§ Exercise goal: Each entry that follows is to be retyped exactly. Pictures do not belong in the copy.

#####

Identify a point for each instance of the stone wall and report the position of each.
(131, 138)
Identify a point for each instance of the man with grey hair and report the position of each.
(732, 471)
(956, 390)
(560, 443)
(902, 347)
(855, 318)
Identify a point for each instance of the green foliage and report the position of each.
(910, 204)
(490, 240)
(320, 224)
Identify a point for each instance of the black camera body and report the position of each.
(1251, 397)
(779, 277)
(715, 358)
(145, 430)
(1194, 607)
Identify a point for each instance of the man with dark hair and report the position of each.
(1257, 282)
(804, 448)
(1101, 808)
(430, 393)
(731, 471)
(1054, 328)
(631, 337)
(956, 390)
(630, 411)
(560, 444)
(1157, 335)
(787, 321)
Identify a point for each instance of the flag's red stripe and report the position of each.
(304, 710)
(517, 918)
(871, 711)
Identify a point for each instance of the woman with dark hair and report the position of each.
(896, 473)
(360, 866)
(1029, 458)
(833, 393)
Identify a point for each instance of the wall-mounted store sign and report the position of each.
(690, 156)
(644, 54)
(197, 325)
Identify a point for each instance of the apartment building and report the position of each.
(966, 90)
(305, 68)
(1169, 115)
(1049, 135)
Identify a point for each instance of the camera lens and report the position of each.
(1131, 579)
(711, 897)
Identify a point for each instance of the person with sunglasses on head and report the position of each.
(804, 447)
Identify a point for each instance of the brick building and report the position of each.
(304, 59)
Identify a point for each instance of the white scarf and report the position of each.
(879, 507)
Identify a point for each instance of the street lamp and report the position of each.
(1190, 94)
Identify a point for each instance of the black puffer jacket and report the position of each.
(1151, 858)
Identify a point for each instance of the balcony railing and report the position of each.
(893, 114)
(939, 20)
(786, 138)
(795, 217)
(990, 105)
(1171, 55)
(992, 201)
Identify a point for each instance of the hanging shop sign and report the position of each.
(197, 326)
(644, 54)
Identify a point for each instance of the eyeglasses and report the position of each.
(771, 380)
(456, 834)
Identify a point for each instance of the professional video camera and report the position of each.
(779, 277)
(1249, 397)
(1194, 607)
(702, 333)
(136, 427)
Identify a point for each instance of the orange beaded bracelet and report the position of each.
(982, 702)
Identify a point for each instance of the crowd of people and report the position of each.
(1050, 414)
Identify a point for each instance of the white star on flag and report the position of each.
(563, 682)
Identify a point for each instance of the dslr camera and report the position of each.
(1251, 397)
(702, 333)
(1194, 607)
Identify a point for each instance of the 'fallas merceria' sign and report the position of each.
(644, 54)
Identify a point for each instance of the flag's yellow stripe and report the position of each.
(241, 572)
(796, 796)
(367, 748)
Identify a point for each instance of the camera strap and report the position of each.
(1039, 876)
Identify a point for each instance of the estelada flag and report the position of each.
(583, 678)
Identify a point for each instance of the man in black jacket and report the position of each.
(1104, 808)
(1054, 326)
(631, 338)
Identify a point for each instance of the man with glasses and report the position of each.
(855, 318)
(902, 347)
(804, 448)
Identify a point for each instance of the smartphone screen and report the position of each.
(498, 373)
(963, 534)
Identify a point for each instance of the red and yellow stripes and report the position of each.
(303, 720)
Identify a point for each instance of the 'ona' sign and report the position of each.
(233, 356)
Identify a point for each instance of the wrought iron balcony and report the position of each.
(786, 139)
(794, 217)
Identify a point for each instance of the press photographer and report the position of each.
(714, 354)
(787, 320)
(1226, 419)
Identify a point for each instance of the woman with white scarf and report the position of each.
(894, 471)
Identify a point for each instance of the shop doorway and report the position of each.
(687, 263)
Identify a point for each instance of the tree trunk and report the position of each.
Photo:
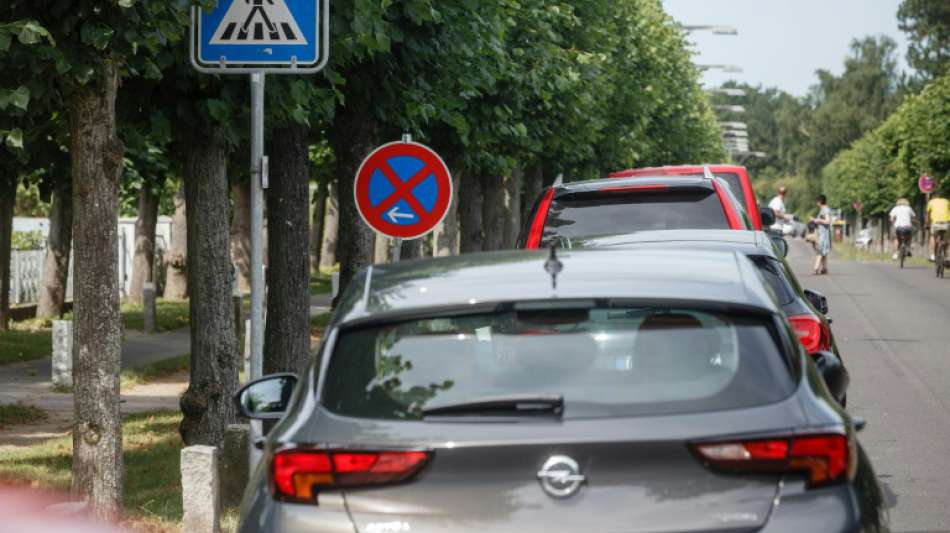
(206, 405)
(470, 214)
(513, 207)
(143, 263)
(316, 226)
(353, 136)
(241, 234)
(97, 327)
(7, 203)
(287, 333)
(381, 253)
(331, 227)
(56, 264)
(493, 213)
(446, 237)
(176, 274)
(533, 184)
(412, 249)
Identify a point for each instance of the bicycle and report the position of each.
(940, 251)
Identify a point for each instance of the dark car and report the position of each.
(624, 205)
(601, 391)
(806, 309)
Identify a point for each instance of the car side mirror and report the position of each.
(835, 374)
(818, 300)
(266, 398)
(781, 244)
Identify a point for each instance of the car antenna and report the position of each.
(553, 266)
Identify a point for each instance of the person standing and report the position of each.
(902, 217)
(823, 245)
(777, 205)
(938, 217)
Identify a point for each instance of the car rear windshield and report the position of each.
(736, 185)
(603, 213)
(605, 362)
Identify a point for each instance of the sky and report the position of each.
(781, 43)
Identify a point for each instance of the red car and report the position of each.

#####

§ Exercise solution:
Identify a point for each instance of the stone wall and report the position of each.
(131, 138)
Identify a point for each instance of the man with grey hair and report the position of each.
(732, 471)
(956, 390)
(560, 443)
(902, 347)
(855, 318)
Identify a point for each instance of the green foliage and report the position of each.
(910, 204)
(490, 240)
(320, 224)
Identify a point for each instance of the black camera body and report the position of each.
(1251, 397)
(779, 277)
(715, 358)
(145, 430)
(1194, 607)
Identify a point for each instance of the man with dark hair and report the position of each.
(1257, 282)
(804, 448)
(1101, 808)
(430, 393)
(731, 471)
(1054, 328)
(631, 337)
(956, 390)
(630, 411)
(560, 444)
(1157, 335)
(787, 321)
Identify a point for each instance of the flag's red stripe and report the position of each.
(304, 710)
(517, 918)
(871, 711)
Identify a point for each instance of the woman with dark hair and report the position of each.
(896, 473)
(360, 866)
(1029, 458)
(833, 393)
Identify a point for each instance of the wall-mounted store sign and report the position of each.
(690, 156)
(644, 54)
(197, 325)
Identify a point for each instance of the apartment building and report the position of each.
(966, 90)
(305, 68)
(1169, 115)
(1049, 135)
Identify a point for each instance of the camera lens and report the position of each.
(1131, 579)
(711, 897)
Identify a point for each instance of the person with sunglasses on head and report the position of each.
(804, 447)
Identify a point for each instance of the brick building and report the position of each.
(304, 59)
Identify a point for each instance of the white scarf and report the position of each.
(879, 507)
Identify a point for each instance of the street lamp and report the position of each.
(1190, 94)
Identify a point for each instance of the black puffer jacket and report the position of each.
(1151, 858)
Identify a point for each instance of the balcony railing and report the position of each.
(893, 114)
(939, 20)
(786, 138)
(795, 217)
(990, 105)
(1171, 55)
(992, 201)
Identify a point for each instance of the hanging shop sign and report the position of each.
(197, 326)
(644, 54)
Identify a point for each instance of the eyeglasses and report the position of each.
(771, 380)
(456, 834)
Identify a point for each instance of the professional video camera and report the position of each.
(779, 277)
(1249, 397)
(1194, 607)
(702, 333)
(136, 427)
Identify a point for each instance of the orange beaded bracelet and report the position of each.
(982, 702)
Identify a point for each instance of the crowd of people and report the position of each.
(1050, 414)
Identify a point for each instance of the white star on flag and report the position of each.
(563, 682)
Identify a point for each instance of the dslr camera and report the position of each.
(1251, 397)
(702, 333)
(1194, 607)
Identify a point for each instance of the 'fallas merceria' sign and report the position of each.
(644, 54)
Identify a point for each instance of the flag's yellow stripe and report the position of each.
(241, 572)
(796, 796)
(367, 748)
Identify a point for each instance of the camera strap and report the position of each.
(1039, 876)
Identify a point for each instance of the estelada flag and report the position of each.
(583, 678)
Identify a point for each instance of the man in black jacket and report the position of each.
(1104, 808)
(1054, 326)
(631, 338)
Identify a point for each instance of the man with glasses and report the position of each.
(855, 318)
(902, 347)
(804, 448)
Identify a point for each instance of the smartphone screen and report the position of each.
(498, 373)
(963, 534)
Identify a point for each instance of the red and yellow stripes and report the position of each.
(303, 720)
Identify a point for each instance of the 'ona' sign and report the position of each.
(233, 356)
Identify a point for each instance of the wrought iron balcony and report the position of each.
(786, 139)
(794, 217)
Identify a point for each instance of the press photographer and report the position of each.
(714, 354)
(787, 320)
(1226, 419)
Identify a point for each instance of the woman with white scarf and report the position of each.
(894, 471)
Identify a point for each instance of the shop doorway and report the position of each.
(687, 263)
Identify a point for each instance of the tree trunk and report the position of each.
Photo:
(206, 405)
(470, 214)
(513, 207)
(143, 263)
(316, 226)
(353, 136)
(241, 234)
(97, 327)
(7, 203)
(287, 333)
(381, 253)
(331, 227)
(56, 264)
(493, 213)
(446, 237)
(176, 274)
(533, 184)
(412, 249)
Identify a point for each instance of the bicycle and report the position of each.
(940, 251)
Identify a point for each instance of the dark car and report the position of each.
(624, 205)
(601, 391)
(806, 309)
Identify a point for each instance of the car side mirror and report the position of each.
(835, 374)
(818, 300)
(266, 398)
(781, 244)
Identify a point for each instance of the car antenna and report the position of each.
(553, 266)
Identify a point for each instance of the person standing and report the position of each.
(902, 217)
(823, 245)
(777, 205)
(938, 217)
Identify a point for each instance of the car rear windshield and report the position of each.
(736, 185)
(603, 213)
(605, 362)
Identify a point for each instance of the sky and report the position of each.
(781, 43)
Identify a point for each instance of the red car and report the position of each.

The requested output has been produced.